### WHAT YOU SHOULD DO
If a line in the listing contains "negative", copy it out whole.

### THE INPUT
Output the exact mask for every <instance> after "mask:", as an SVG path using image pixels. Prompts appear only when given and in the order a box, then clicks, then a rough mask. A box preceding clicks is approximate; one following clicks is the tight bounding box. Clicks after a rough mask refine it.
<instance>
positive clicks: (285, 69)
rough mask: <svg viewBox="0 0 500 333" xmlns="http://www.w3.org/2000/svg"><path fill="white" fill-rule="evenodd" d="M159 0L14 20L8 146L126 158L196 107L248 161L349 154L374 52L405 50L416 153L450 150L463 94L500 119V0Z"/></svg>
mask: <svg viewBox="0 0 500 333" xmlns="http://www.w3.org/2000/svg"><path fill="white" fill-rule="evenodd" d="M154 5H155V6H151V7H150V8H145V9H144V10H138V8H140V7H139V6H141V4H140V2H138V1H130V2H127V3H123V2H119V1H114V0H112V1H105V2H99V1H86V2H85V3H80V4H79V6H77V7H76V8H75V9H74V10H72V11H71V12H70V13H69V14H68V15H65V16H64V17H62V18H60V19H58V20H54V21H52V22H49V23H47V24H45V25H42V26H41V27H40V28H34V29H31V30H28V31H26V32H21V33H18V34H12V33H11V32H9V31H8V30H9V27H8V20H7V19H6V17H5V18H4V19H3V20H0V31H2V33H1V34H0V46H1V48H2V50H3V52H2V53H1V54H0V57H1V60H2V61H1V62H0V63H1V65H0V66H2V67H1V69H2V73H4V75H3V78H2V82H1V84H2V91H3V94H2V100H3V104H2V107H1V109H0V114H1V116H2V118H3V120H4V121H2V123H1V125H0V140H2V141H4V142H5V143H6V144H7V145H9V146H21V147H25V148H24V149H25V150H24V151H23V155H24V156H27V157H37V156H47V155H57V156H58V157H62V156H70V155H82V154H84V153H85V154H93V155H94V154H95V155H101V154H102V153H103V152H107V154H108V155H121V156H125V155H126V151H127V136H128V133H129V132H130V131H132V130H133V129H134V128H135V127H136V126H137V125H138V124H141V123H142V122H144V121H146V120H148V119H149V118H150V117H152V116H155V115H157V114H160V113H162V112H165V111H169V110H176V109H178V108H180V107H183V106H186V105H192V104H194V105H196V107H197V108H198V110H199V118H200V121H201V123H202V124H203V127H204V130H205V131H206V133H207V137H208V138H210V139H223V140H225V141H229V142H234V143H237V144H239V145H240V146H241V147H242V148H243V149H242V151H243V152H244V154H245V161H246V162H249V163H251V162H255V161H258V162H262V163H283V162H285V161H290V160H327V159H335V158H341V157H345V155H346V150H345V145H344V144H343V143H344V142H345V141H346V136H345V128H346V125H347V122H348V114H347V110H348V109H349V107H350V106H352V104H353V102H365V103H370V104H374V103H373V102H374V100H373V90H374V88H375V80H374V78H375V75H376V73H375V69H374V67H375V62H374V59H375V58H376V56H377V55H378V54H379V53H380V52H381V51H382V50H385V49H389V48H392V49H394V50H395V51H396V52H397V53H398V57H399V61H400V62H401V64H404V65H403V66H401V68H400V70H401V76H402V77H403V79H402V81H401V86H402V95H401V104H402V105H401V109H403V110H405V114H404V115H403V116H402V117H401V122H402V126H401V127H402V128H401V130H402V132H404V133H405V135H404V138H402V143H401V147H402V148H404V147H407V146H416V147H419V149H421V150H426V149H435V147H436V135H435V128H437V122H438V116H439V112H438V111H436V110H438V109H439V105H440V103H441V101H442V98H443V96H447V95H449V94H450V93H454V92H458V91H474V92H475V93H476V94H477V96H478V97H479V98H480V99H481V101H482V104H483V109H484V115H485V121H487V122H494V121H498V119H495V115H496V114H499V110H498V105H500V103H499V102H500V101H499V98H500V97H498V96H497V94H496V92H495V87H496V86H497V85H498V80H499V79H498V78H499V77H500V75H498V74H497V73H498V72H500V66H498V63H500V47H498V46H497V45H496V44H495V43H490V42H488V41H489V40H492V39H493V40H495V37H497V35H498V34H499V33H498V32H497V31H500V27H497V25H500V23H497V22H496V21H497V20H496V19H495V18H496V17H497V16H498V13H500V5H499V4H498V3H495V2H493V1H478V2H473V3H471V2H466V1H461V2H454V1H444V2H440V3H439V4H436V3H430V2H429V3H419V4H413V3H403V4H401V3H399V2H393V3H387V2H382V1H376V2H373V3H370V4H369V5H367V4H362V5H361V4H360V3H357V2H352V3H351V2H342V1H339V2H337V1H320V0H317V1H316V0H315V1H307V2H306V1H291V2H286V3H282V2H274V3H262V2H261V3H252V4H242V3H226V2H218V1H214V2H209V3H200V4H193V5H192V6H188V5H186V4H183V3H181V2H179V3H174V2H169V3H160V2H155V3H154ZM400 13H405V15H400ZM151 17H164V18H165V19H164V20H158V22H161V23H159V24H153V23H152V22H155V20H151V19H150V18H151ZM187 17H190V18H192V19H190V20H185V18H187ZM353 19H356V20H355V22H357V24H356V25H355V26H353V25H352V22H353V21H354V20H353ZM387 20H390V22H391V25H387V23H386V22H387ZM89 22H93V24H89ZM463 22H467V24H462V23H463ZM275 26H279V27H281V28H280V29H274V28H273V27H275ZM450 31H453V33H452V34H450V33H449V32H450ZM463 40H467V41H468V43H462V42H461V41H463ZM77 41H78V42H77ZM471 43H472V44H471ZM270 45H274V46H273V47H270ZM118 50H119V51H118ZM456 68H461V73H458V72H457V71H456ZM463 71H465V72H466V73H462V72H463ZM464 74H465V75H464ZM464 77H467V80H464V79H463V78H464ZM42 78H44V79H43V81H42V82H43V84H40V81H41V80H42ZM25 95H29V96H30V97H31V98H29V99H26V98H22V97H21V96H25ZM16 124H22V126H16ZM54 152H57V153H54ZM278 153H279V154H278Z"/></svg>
==
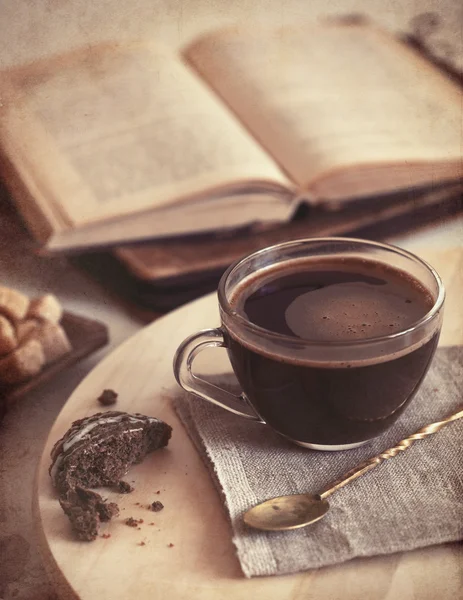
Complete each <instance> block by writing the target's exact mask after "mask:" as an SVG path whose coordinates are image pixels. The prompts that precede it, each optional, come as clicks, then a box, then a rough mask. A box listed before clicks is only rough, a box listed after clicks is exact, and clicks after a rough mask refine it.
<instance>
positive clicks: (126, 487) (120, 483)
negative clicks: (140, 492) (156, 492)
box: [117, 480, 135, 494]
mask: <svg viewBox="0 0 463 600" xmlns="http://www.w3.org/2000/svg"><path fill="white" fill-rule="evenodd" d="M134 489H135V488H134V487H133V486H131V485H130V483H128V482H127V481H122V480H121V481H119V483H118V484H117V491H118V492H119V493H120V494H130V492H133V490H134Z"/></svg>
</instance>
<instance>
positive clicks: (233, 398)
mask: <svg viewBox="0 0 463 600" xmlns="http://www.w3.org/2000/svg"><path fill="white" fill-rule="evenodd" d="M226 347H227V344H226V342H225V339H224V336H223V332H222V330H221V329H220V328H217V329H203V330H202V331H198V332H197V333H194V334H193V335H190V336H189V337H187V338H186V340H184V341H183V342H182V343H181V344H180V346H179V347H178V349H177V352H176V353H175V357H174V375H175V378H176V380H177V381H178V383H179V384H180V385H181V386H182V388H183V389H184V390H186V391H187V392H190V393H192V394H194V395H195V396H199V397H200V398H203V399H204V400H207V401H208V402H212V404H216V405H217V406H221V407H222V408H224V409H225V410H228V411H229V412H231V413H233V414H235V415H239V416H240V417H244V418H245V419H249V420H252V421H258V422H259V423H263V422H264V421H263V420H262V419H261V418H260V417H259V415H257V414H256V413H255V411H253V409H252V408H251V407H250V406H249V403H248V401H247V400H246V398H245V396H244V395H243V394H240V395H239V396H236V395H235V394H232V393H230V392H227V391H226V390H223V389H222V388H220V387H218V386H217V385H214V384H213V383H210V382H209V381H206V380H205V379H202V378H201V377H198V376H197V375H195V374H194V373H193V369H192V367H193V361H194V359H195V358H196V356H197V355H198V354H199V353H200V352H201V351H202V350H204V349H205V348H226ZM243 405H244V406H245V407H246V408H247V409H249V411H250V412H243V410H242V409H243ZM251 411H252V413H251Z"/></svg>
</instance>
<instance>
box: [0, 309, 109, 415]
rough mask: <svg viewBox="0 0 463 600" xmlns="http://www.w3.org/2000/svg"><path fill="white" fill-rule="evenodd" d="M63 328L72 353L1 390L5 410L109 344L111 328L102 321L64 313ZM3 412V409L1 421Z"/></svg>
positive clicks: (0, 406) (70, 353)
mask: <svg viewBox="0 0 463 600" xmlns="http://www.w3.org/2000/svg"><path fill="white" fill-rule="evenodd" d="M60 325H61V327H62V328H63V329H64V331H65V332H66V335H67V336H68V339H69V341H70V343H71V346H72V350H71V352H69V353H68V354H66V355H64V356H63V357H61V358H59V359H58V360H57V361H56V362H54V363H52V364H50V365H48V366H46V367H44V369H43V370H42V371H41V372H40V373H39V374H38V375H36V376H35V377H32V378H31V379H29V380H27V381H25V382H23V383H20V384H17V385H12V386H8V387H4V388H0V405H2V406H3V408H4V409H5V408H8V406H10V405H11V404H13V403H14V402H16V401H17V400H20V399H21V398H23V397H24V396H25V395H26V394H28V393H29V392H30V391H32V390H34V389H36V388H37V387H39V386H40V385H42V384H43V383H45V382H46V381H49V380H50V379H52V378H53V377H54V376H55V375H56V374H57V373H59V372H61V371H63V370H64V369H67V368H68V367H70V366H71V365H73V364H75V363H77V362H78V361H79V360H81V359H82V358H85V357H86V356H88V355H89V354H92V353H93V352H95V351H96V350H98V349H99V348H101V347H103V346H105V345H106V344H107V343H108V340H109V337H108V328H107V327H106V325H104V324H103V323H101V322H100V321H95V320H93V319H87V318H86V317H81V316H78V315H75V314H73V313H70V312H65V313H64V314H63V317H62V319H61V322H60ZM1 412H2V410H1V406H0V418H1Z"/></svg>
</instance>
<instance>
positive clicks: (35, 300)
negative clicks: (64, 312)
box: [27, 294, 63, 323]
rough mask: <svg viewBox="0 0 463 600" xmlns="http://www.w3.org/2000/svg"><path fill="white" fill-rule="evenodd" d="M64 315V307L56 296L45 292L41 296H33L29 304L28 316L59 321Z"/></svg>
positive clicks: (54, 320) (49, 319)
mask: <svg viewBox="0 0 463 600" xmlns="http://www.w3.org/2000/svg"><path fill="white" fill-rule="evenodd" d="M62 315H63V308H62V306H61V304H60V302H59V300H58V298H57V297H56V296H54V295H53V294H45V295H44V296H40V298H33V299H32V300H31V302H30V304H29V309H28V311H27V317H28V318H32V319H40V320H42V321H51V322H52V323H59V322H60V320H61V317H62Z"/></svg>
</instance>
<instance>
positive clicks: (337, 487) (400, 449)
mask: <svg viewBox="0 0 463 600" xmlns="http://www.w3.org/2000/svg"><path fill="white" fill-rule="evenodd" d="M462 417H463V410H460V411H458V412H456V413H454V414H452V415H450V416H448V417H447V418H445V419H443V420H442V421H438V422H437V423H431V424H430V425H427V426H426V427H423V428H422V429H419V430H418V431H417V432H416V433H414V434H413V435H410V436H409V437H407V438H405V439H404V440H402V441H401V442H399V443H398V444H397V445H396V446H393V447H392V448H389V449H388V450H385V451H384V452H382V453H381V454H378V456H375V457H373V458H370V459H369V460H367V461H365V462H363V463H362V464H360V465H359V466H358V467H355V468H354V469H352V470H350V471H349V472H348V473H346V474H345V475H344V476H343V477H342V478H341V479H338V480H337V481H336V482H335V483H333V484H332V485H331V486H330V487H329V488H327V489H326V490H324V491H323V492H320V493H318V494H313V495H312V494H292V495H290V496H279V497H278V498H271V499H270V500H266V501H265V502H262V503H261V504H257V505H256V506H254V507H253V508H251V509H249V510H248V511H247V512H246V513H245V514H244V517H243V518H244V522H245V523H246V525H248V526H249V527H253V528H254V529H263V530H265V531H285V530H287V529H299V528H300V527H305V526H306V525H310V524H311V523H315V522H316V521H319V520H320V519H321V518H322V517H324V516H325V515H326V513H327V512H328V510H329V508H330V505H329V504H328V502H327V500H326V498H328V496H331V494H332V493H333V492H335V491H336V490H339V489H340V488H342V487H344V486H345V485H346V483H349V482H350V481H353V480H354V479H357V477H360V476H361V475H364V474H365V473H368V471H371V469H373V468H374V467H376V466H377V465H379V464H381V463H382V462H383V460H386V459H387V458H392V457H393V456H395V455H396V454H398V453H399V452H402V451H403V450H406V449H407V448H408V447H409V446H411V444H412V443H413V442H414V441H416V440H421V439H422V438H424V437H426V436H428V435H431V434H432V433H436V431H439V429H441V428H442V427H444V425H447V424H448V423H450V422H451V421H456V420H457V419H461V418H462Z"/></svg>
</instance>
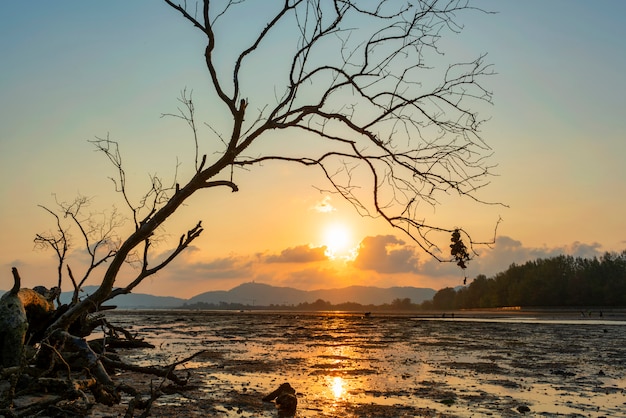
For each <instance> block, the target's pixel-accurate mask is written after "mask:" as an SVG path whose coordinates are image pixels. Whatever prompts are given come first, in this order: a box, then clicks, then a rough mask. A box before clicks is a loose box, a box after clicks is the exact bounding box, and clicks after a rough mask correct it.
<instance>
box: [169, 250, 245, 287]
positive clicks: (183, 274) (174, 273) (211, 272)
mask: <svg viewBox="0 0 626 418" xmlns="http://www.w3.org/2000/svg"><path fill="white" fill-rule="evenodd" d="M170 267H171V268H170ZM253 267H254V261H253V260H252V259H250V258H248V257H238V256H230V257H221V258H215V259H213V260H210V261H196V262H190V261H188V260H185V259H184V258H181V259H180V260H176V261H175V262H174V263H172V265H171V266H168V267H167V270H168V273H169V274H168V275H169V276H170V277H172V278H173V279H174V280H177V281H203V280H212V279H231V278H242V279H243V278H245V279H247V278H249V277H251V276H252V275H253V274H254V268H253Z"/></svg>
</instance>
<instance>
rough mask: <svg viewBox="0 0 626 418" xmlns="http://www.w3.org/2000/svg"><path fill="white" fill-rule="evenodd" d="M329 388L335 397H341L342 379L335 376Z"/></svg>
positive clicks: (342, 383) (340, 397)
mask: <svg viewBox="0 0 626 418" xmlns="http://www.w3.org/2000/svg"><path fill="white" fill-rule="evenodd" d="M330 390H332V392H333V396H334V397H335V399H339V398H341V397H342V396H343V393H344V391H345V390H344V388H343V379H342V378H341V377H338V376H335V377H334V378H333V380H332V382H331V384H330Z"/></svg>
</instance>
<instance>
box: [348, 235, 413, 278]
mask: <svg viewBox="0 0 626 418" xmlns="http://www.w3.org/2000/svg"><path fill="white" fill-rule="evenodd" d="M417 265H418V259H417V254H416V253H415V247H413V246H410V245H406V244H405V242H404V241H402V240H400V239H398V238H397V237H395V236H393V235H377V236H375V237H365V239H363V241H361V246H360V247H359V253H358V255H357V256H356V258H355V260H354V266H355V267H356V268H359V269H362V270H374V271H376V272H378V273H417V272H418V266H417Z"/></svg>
...
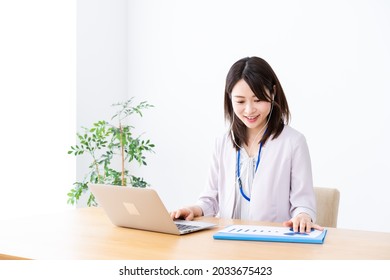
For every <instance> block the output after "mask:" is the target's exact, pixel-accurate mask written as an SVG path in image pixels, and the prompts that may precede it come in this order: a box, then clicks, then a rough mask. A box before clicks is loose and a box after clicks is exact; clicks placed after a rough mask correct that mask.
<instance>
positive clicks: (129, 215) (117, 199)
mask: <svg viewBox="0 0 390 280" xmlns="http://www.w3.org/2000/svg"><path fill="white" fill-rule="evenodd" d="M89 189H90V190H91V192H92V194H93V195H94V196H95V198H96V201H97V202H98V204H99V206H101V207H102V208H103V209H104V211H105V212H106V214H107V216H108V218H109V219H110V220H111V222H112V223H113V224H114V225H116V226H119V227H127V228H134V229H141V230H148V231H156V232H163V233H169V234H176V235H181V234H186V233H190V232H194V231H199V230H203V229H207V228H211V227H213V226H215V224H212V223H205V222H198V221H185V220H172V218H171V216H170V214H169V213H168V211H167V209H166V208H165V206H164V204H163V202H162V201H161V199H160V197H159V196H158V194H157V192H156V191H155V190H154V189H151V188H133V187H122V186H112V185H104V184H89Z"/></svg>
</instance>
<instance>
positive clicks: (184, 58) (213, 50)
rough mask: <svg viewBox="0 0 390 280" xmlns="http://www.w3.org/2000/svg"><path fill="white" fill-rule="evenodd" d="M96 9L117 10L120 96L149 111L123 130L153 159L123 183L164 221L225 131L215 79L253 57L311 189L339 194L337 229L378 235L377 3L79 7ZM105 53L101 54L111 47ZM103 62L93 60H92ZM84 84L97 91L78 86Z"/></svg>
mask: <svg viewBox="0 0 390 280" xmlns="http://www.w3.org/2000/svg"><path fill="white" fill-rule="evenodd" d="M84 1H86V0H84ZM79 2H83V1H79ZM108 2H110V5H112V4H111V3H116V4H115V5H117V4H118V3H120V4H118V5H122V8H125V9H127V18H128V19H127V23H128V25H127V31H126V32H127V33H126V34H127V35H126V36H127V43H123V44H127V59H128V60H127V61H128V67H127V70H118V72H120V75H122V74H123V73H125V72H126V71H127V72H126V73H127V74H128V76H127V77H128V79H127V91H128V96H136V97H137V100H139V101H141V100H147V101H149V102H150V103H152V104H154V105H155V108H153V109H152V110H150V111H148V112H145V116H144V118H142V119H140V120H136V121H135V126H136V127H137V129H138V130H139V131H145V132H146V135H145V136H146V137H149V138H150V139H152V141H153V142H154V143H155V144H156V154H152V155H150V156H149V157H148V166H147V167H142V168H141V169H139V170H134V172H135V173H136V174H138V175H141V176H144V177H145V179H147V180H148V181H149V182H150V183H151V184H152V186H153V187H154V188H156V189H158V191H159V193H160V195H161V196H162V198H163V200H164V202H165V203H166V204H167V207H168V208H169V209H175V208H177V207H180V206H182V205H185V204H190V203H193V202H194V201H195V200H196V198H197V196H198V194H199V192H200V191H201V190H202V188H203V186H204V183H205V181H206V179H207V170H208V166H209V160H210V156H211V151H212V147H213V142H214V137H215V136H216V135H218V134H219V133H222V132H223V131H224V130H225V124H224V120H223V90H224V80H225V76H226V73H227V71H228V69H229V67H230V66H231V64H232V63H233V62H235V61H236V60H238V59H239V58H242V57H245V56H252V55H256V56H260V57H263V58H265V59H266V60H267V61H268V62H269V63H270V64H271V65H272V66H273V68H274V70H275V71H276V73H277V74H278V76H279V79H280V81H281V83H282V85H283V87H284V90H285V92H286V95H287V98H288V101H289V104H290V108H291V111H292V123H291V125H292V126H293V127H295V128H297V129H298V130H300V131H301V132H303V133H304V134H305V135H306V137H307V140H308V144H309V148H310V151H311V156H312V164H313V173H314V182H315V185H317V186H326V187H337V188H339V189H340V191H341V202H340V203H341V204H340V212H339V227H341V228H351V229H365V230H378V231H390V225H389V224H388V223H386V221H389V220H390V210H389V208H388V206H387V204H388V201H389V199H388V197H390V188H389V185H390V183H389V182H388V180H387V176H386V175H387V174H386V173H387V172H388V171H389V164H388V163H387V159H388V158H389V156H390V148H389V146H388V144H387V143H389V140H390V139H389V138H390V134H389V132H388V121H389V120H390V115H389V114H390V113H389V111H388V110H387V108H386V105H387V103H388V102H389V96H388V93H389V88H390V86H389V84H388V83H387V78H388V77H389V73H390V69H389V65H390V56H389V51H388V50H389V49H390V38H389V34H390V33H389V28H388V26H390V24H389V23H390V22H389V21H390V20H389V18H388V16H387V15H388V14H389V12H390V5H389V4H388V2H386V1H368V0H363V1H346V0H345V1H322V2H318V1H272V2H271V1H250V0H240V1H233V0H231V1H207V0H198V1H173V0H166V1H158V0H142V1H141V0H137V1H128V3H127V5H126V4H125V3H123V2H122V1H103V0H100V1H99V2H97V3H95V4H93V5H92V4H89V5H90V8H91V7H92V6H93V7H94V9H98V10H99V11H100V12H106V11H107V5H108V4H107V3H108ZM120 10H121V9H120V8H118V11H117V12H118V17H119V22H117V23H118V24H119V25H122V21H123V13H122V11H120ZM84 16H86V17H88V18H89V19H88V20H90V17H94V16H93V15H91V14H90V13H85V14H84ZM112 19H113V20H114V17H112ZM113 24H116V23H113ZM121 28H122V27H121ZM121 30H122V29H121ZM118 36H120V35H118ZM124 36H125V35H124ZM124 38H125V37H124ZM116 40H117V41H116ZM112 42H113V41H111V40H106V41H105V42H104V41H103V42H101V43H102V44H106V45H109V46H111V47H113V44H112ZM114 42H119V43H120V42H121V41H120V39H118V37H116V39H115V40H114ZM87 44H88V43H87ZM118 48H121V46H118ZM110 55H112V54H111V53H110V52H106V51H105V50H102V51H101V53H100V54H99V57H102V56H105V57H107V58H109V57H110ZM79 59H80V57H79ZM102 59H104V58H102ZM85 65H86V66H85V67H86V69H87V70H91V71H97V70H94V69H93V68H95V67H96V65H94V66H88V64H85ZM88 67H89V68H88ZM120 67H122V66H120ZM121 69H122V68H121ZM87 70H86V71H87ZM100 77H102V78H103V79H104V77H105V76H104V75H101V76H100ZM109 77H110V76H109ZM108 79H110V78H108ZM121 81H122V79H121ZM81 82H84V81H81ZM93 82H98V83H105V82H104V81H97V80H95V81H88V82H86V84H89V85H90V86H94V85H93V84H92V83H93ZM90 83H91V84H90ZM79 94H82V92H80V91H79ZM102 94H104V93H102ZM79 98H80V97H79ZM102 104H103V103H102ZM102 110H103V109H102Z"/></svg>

### ANSWER BOX
negative clicks: (140, 492) (156, 492)
negative clicks: (64, 312)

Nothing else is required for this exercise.